> [Stated problem]:
Write out the data below as a numbered list, leaving out any blank lines.

> [Material for this task]:
------------

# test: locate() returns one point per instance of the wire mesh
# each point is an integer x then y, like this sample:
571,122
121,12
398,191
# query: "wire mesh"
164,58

------------

> [Result of the exercise]:
1. # test: locate() returns one point per instance of the wire mesh
2. # each point is an integer x then y, like this sample:
3. 571,122
4. 121,12
5. 398,191
6. # query: "wire mesh"
7. 164,58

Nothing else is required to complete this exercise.